Given problem => Write these lines out again, substituting "the phrase to outline" for "the noun phrase to segment" wherever it occurs, and leave everything else unchanged.

Records shown =>

-- Start --

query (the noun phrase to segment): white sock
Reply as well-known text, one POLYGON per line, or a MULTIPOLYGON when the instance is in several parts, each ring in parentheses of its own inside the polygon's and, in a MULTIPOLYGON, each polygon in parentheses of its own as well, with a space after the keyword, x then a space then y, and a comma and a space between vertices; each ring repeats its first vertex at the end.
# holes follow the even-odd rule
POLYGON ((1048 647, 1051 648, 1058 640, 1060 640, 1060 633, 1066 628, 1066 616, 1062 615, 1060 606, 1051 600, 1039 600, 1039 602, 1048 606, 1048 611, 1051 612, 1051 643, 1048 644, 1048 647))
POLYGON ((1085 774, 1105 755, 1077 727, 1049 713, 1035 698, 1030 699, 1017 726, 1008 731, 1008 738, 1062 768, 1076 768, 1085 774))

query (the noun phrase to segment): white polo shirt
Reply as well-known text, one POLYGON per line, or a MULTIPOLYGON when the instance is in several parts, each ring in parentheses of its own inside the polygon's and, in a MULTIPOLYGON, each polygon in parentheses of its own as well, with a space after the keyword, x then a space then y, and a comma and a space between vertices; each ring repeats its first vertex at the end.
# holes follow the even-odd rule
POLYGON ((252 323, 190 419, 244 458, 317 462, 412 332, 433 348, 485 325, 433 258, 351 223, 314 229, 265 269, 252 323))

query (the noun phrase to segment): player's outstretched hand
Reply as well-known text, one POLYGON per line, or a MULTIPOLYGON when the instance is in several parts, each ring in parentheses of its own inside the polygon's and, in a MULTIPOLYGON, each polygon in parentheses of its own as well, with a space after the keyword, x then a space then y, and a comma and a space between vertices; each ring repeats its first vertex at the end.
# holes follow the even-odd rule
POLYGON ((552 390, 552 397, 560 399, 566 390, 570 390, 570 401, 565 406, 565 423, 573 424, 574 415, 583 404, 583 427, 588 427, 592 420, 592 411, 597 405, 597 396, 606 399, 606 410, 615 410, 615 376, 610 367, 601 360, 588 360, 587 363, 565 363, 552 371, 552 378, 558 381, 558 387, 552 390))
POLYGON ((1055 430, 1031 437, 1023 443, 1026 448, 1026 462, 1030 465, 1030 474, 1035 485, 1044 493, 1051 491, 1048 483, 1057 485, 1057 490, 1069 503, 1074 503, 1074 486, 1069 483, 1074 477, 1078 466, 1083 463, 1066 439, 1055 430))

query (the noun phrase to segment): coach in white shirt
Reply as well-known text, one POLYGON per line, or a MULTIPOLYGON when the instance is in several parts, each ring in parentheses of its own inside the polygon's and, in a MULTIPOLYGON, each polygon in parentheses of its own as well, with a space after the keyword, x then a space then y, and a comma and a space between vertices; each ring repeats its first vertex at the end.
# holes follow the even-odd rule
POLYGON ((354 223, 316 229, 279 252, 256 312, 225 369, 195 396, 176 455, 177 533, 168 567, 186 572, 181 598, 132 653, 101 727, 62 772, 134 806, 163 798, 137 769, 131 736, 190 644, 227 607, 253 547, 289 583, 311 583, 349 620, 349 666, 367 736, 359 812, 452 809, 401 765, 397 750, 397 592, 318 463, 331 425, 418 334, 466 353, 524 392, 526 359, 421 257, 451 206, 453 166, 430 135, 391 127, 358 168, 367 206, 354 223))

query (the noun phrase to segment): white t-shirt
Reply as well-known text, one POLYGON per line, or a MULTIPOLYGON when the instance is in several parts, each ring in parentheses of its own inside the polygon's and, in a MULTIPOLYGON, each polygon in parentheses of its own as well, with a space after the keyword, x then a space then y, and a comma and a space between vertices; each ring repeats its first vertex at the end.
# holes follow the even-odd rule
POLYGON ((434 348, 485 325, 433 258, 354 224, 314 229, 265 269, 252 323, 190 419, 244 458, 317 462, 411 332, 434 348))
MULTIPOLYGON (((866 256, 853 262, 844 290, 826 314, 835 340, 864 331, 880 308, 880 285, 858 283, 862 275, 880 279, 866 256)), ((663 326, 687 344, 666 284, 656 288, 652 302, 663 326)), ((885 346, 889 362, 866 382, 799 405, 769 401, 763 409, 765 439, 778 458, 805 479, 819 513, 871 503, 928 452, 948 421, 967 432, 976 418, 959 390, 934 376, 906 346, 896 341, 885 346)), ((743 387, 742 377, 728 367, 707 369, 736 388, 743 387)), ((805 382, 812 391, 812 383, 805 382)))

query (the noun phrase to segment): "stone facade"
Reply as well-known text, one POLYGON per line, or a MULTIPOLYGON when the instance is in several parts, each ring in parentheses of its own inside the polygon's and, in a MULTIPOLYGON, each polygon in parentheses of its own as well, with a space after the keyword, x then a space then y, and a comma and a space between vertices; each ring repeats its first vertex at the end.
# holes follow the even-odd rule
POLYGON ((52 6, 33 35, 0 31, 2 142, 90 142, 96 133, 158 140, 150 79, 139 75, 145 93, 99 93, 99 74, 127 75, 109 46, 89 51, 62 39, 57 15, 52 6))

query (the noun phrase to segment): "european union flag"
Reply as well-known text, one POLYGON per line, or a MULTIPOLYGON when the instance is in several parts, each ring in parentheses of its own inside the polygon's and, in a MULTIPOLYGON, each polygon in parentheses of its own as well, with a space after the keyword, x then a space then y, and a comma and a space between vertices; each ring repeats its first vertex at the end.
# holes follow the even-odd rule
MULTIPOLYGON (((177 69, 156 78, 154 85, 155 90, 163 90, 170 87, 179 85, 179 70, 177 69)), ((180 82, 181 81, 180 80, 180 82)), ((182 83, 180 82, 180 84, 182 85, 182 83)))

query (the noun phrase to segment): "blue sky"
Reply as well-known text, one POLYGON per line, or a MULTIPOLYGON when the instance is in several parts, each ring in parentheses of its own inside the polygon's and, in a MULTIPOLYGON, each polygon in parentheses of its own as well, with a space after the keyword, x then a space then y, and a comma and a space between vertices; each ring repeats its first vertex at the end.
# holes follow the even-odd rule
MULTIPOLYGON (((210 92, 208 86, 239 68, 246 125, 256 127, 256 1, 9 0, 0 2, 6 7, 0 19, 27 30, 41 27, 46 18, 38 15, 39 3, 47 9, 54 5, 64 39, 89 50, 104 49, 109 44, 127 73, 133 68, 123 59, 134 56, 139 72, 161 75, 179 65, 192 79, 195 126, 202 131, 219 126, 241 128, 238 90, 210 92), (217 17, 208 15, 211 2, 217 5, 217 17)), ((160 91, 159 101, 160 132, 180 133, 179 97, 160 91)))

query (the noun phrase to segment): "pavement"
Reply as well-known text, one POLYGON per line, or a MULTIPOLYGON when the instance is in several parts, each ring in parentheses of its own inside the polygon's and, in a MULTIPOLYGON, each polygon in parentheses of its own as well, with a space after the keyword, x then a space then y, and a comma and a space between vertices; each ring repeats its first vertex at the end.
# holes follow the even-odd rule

-- End --

Reply to the task =>
query (the phrase to outline): white sock
Reply as well-known text, one POLYGON per line, or a MULTIPOLYGON when the instance is in several parts, each ring in parentheses of its own inside the polygon's and, in a MULTIPOLYGON, each polygon in parentheses of its own as well, with a space after the keyword, x then a space then y, and a comma and a space between vertices; each ring repeats its first vertex at the end.
# holes follow the even-odd rule
POLYGON ((1048 647, 1051 648, 1058 640, 1060 640, 1060 633, 1066 628, 1066 616, 1062 615, 1060 606, 1051 600, 1039 600, 1039 602, 1048 606, 1048 611, 1051 612, 1051 643, 1048 644, 1048 647))
POLYGON ((1085 774, 1105 755, 1077 727, 1049 713, 1035 698, 1030 699, 1017 726, 1008 731, 1008 738, 1062 768, 1076 768, 1085 774))

query (the phrase to outline): white polo shirt
Reply as well-known text, one POLYGON per line, or a MULTIPOLYGON when the instance is in several parts, each ring in parentheses of its own inside the polygon's and, in a MULTIPOLYGON, each polygon in parentheses of its own as well, with a space after the keyword, x then a space then y, and a comma and a space between vertices; each ring repeats its first vertex at the end.
# holes follow the even-odd rule
POLYGON ((252 323, 190 419, 244 458, 317 462, 412 332, 433 348, 485 325, 433 258, 351 223, 314 229, 265 269, 252 323))

query (the phrase to outline): player's outstretched hand
Reply as well-known text, one POLYGON per line, or a MULTIPOLYGON when the instance is in several parts, each ring in parentheses of its own inside the polygon's and, in a MULTIPOLYGON, each polygon in parentheses of its own as well, with a space after the keyword, x then a space then y, and a comma and a space between vertices; each ring repeats its first vertex at the end.
# holes follow the even-odd rule
POLYGON ((552 390, 552 397, 560 399, 566 390, 570 390, 570 401, 565 406, 565 423, 573 424, 574 415, 583 404, 583 427, 588 427, 592 420, 592 411, 597 405, 597 396, 606 399, 606 410, 615 410, 615 376, 610 367, 601 360, 588 360, 587 363, 565 363, 552 371, 552 378, 558 381, 558 387, 552 390))
POLYGON ((1055 430, 1031 437, 1023 443, 1026 448, 1026 462, 1030 465, 1030 474, 1035 485, 1044 493, 1051 491, 1048 483, 1057 485, 1057 490, 1069 503, 1074 503, 1074 486, 1069 483, 1074 477, 1078 466, 1083 463, 1066 439, 1055 430))

query (the phrase to outline): coach in white shirt
Reply as well-known text, one POLYGON per line, or a MULTIPOLYGON when the instance is in several parts, each ring in parentheses of its own inside the polygon's and, in a MULTIPOLYGON, each polygon in parentheses of its own as well, with a space after the keyword, x then a space then y, and a comma and a space between vertices; each ring repeats its first vertex at the end.
# holes follow the even-odd rule
POLYGON ((354 223, 316 229, 279 252, 256 312, 225 369, 195 396, 176 455, 177 533, 168 567, 186 572, 181 598, 132 653, 101 727, 62 772, 134 806, 163 798, 137 769, 131 736, 190 644, 227 607, 253 547, 289 583, 311 583, 349 620, 349 666, 367 736, 359 812, 452 809, 401 765, 397 750, 397 592, 318 463, 331 425, 418 334, 466 353, 524 392, 526 359, 421 257, 451 206, 453 166, 430 135, 391 127, 358 168, 367 206, 354 223))

query (the phrase to outline): white t-shirt
Reply as well-known text, one POLYGON per line, or a MULTIPOLYGON when the instance is in several parts, each ring in parentheses of its own inside the polygon's and, in a MULTIPOLYGON, each polygon in parentheses of its own as well, with a space after the keyword, x then a space then y, and a comma and a space between vertices; each ring repeats its first vertex at the end.
# holes follow the even-odd rule
POLYGON ((434 348, 485 325, 433 258, 354 224, 314 229, 265 269, 252 323, 190 419, 244 458, 317 462, 411 332, 434 348))
MULTIPOLYGON (((866 256, 853 262, 844 290, 826 314, 835 340, 864 331, 880 308, 880 285, 858 283, 862 275, 880 279, 866 256)), ((663 326, 687 344, 666 284, 656 288, 652 302, 663 326)), ((885 346, 889 362, 866 382, 799 405, 769 401, 763 409, 765 439, 778 458, 805 479, 819 513, 871 503, 928 452, 948 421, 967 432, 976 418, 959 390, 934 376, 906 346, 896 341, 885 346)), ((743 387, 742 377, 728 367, 707 369, 736 388, 743 387)), ((805 382, 812 391, 812 383, 805 382)))

query (the phrase to outline): "stone facade"
Reply as well-known text, one POLYGON per line, or a MULTIPOLYGON when the instance is in several parts, each ring in parentheses of its own inside the polygon's and, in a MULTIPOLYGON, each polygon in parentheses of its own as well, with a space after the keyword, x then a space then y, and a comma and a space between vertices; each ring repeats its first vertex at the end.
# holes follow the even-odd rule
POLYGON ((52 6, 33 35, 0 31, 2 142, 90 142, 96 133, 158 140, 150 79, 139 75, 145 93, 99 93, 99 74, 127 75, 109 46, 89 51, 62 39, 57 15, 52 6))

query (the phrase to outline): "european union flag"
Reply as well-known text, one POLYGON per line, or a MULTIPOLYGON when the instance is in several parts, each ring in parentheses of its own inside the polygon's and, in a MULTIPOLYGON, each polygon in parentheses of its own as well, with a space after the keyword, x then a space then y, and a comma and a space between vertices; each ring repeats its first vertex at the end.
# holes follow the even-odd rule
MULTIPOLYGON (((177 69, 156 78, 154 85, 155 90, 163 90, 170 87, 179 85, 179 70, 177 69)), ((180 82, 181 81, 180 80, 180 82)), ((182 83, 180 82, 180 84, 182 85, 182 83)))

query (the phrase to outline): "blue sky"
Reply as well-known text, one POLYGON per line, or a MULTIPOLYGON when the instance is in several parts, each ring in parentheses of its own inside the polygon's and, in a MULTIPOLYGON, each polygon in parentheses of its own as well, with a space after the keyword, x then a space then y, and a comma and a space between vertices; each ring repeats its first vertex at the end.
# holes follow the even-odd rule
MULTIPOLYGON (((210 92, 208 86, 239 68, 246 125, 256 127, 256 1, 9 0, 0 2, 6 7, 0 19, 27 30, 41 27, 46 18, 38 15, 39 3, 47 9, 54 5, 64 39, 89 50, 104 49, 109 44, 127 73, 133 68, 123 59, 134 56, 139 72, 161 75, 179 65, 192 79, 195 126, 202 131, 219 126, 241 128, 238 90, 210 92), (217 17, 208 15, 211 2, 217 5, 217 17)), ((160 91, 159 101, 160 132, 180 133, 179 97, 160 91)))

query (the phrase to outline): "pavement"
Reply as well-known text, one POLYGON per line, or a MULTIPOLYGON when the instance is in several parts, each ring in parentheses of its own inside the polygon's and, in a MULTIPOLYGON, each polygon in parentheses of its own as well, with a space after the keyword, x then a space then y, and a comma and a space between vertices; each ring repeats its first vertex at the end.
# holes follow the even-odd rule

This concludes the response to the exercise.